* Begin *

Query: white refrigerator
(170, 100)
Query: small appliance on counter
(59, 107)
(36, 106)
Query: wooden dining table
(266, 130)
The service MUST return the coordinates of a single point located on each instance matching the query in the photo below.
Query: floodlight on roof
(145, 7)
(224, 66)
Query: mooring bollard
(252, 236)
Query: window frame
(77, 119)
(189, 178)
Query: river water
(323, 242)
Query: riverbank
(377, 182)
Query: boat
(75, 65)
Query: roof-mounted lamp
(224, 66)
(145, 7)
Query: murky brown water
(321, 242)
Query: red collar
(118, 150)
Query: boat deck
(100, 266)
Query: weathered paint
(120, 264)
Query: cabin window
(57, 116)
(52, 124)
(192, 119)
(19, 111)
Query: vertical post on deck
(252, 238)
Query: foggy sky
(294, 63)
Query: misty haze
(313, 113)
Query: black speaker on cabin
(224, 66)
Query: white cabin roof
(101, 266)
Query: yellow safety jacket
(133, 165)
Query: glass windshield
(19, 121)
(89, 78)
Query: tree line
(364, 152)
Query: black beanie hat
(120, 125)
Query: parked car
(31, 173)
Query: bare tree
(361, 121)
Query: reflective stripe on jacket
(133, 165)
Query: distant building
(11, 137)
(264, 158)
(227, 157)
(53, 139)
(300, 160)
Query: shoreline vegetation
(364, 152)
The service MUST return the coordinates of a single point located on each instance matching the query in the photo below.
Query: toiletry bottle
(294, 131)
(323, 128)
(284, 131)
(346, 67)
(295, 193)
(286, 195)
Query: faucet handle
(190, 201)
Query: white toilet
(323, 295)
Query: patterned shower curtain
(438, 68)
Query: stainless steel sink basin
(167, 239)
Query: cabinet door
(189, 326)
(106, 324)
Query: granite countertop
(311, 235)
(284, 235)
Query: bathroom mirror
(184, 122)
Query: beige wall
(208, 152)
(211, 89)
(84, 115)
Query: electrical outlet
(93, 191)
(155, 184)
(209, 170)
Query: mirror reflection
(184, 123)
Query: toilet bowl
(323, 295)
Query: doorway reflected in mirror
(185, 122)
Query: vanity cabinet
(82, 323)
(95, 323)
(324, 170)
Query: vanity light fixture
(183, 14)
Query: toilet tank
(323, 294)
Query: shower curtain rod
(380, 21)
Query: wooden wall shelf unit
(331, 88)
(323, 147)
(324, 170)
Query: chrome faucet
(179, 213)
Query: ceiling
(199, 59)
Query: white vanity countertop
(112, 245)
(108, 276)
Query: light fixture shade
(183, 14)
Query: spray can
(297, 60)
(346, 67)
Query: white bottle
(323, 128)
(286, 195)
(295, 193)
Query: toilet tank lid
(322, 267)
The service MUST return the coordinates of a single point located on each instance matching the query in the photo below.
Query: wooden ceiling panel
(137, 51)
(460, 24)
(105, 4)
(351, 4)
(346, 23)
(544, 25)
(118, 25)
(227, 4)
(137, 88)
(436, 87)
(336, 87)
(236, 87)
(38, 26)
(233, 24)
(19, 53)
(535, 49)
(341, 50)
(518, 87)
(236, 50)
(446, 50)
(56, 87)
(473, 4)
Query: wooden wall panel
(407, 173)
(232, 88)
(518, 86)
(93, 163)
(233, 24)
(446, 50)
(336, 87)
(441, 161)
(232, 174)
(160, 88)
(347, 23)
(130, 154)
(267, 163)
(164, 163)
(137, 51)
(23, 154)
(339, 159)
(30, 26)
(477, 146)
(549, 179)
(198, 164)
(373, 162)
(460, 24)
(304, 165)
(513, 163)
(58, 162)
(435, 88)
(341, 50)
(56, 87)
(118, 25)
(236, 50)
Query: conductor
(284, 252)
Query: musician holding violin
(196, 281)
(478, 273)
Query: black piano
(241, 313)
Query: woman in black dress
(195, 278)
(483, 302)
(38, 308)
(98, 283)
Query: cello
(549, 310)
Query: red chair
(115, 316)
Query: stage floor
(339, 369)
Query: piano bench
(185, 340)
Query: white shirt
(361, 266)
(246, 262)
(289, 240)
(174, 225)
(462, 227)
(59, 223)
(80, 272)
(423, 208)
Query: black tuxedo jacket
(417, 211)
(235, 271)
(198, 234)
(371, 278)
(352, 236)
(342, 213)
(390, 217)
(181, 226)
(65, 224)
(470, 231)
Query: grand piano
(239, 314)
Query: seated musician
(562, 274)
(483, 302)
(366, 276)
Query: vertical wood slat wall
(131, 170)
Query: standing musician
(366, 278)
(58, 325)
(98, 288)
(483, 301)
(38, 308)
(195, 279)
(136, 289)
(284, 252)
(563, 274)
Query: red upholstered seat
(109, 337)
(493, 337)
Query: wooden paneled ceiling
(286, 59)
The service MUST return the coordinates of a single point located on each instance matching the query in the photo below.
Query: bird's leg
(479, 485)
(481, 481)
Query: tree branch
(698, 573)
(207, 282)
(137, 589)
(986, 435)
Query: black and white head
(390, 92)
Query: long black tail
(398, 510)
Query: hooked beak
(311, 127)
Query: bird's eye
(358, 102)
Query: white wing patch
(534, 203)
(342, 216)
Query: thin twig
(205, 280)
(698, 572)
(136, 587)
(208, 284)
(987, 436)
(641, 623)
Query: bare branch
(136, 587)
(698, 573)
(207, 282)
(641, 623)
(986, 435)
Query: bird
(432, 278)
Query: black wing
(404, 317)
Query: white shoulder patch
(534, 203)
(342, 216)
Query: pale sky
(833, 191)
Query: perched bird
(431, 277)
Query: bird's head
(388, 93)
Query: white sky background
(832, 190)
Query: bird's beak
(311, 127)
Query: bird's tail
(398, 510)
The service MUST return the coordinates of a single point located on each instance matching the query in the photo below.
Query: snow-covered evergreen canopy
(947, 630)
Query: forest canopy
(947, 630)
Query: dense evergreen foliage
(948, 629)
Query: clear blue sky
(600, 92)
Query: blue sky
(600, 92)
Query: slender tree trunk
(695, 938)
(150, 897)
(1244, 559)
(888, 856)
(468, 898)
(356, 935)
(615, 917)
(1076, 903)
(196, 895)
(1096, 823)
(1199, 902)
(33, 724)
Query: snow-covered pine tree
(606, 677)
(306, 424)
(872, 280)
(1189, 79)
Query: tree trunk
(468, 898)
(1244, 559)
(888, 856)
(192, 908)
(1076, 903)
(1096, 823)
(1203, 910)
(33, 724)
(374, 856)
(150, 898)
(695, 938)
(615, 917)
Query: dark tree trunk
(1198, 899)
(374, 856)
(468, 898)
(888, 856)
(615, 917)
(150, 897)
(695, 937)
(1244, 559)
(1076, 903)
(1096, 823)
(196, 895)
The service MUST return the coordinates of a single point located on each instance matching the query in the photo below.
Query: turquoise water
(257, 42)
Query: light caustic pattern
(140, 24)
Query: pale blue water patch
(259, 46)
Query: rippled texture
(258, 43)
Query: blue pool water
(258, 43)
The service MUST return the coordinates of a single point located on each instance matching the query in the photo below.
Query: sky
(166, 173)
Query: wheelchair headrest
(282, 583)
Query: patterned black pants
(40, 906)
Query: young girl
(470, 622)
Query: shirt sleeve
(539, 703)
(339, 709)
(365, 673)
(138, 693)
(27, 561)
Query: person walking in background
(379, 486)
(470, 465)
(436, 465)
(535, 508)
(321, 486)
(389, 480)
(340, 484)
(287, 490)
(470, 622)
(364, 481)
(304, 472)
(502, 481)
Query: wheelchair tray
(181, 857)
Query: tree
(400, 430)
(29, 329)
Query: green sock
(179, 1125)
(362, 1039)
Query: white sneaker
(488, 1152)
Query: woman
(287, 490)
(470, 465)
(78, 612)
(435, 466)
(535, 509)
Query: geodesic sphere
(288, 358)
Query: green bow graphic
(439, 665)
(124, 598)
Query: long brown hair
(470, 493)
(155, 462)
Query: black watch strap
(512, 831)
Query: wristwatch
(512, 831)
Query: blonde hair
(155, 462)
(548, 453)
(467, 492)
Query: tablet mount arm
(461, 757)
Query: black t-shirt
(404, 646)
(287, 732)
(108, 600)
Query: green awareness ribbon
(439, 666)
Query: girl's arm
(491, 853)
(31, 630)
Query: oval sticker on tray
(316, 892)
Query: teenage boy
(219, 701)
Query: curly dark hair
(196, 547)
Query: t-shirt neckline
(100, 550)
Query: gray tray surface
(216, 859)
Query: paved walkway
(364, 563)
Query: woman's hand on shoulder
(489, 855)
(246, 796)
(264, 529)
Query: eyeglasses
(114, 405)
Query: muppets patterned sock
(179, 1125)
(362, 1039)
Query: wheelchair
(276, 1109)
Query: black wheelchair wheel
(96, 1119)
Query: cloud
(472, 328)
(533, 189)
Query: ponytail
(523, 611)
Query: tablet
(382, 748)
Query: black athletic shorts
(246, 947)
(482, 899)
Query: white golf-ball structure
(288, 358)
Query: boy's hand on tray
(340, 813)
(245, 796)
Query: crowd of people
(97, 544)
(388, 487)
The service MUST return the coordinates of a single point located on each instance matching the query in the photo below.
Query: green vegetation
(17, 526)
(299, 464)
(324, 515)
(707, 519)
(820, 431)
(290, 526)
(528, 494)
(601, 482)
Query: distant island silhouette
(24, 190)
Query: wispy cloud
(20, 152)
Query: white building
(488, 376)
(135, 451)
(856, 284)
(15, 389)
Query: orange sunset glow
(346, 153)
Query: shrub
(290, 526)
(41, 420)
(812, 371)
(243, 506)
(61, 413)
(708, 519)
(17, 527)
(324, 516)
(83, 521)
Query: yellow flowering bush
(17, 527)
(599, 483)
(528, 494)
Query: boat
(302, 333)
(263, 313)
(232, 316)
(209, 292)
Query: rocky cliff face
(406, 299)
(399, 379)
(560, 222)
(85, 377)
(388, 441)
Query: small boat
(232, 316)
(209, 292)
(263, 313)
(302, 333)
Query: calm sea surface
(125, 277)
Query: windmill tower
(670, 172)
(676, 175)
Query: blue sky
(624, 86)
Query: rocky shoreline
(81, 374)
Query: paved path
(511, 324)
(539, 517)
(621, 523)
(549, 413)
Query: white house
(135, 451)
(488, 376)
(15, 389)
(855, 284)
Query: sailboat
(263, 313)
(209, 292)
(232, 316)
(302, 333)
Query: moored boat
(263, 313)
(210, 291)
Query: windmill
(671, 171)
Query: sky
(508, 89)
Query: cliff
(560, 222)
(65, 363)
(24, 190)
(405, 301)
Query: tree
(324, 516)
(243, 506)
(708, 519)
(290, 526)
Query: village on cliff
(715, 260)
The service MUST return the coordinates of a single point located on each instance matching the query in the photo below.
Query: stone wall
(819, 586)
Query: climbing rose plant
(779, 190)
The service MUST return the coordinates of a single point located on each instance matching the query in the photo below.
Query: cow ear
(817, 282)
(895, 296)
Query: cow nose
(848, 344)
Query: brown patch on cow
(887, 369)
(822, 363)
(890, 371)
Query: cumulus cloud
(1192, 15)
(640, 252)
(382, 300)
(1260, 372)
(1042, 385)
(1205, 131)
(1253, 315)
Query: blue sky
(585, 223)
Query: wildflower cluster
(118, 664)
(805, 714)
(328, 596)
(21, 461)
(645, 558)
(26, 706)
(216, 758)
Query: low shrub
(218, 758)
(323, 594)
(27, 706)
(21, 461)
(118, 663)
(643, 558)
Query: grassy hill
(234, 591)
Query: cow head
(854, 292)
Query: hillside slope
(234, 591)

* End *

EXERCISE OBJECTIVE: Reproduce only the lines from the line containing "Query: cow nose" to the last line of the material above, both of those lines included.

RESULT OF THIS TASK:
Query: cow nose
(848, 344)
Query: brown patch on cow
(887, 369)
(822, 363)
(890, 371)
Query: cumulus cloud
(1192, 15)
(640, 252)
(382, 300)
(1260, 372)
(1042, 385)
(1205, 131)
(1253, 315)
Query: blue sky
(585, 223)
Query: wildflower cluster
(118, 664)
(805, 714)
(328, 596)
(21, 461)
(645, 558)
(26, 706)
(216, 758)
Query: low shrub
(218, 758)
(323, 594)
(27, 706)
(21, 461)
(118, 663)
(643, 558)
Query: grassy hill
(234, 591)
Query: cow head
(854, 292)
Query: hillside slope
(234, 591)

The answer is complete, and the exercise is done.